(REQUIRED TASK): Count how many lines in the records below contain the string "spaces", treating uppercase and lowercase as different, and give only the number.

# START OF GIVEN DATA

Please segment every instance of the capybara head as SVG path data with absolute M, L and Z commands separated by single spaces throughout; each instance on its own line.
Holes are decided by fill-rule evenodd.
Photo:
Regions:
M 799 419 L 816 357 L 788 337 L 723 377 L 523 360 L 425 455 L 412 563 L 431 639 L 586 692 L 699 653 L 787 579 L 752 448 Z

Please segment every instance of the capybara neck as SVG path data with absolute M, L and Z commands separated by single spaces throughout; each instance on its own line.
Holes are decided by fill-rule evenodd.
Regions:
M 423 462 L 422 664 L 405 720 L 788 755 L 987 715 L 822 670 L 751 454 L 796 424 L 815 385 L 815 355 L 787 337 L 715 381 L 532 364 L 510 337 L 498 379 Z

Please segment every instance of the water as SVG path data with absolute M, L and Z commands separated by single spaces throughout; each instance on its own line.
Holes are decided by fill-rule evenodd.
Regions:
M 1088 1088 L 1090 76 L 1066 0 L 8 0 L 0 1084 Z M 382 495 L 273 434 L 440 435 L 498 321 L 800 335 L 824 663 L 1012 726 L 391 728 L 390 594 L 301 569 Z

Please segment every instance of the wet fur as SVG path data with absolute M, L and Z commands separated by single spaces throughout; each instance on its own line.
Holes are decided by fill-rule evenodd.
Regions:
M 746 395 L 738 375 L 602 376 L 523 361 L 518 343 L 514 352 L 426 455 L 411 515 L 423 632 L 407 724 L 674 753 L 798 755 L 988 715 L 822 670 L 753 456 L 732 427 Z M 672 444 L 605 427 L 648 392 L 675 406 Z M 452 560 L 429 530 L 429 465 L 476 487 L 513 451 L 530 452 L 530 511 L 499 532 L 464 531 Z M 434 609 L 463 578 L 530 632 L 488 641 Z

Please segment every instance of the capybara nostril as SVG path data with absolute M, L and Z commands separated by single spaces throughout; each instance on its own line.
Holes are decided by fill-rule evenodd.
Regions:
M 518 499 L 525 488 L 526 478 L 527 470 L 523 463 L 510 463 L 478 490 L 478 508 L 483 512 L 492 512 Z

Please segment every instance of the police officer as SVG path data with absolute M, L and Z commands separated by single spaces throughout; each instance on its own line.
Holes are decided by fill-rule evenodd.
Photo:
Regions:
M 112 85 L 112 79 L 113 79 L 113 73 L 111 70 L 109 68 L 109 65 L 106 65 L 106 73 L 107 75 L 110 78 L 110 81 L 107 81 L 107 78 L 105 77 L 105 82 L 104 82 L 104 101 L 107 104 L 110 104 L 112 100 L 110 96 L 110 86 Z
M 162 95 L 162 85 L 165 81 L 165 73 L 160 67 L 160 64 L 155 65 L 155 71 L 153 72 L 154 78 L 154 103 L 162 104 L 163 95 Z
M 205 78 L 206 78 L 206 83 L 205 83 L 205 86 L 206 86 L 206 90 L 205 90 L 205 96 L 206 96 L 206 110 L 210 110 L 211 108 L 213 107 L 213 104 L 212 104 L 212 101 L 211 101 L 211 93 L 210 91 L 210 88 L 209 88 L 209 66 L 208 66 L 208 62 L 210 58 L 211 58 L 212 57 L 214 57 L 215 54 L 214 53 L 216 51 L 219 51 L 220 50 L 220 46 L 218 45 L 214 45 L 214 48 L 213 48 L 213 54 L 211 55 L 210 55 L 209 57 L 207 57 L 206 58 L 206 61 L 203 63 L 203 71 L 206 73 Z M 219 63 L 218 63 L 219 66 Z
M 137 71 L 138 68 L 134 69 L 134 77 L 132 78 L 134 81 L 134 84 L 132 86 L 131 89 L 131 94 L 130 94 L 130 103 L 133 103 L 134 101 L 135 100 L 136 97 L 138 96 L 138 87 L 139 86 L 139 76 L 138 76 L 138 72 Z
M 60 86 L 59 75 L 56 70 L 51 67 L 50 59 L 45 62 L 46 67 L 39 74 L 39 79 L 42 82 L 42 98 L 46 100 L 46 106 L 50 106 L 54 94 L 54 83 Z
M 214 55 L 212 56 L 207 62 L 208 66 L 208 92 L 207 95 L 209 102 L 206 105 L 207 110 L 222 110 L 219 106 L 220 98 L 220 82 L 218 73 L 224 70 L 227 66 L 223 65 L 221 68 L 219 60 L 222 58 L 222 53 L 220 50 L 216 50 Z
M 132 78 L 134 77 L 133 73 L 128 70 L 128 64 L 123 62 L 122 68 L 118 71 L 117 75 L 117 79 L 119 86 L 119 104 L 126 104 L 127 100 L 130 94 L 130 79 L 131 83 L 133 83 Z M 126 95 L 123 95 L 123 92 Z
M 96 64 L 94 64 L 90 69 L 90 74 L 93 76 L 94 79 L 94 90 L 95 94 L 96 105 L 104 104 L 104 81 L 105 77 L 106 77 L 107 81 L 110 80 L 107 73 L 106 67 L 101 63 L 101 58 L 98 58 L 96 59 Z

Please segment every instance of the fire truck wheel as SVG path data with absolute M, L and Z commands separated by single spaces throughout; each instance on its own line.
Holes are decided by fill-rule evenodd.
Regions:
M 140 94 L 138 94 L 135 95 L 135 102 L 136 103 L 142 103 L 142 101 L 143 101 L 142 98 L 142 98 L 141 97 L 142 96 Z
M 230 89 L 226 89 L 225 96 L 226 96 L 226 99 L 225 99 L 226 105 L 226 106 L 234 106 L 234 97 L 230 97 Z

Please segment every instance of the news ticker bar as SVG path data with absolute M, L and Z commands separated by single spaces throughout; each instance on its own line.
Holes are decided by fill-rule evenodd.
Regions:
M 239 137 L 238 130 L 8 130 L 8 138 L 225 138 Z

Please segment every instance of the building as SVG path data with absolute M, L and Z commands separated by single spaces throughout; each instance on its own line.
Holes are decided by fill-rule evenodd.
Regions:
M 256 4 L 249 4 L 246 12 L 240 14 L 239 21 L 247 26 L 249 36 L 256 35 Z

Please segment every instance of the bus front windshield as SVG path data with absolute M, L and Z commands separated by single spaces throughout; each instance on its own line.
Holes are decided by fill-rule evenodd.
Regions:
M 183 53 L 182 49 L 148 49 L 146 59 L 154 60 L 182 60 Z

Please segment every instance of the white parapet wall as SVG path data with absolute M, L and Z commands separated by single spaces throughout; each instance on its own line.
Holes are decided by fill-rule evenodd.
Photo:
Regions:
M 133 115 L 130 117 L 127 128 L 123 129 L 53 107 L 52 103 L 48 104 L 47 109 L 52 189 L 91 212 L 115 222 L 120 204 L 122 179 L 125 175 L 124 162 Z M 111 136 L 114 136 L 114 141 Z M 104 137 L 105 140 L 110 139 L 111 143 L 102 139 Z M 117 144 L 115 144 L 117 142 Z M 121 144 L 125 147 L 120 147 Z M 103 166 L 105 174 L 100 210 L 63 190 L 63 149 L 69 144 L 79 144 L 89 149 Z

# END OF GIVEN DATA

(RESULT OF THIS EXERCISE): 11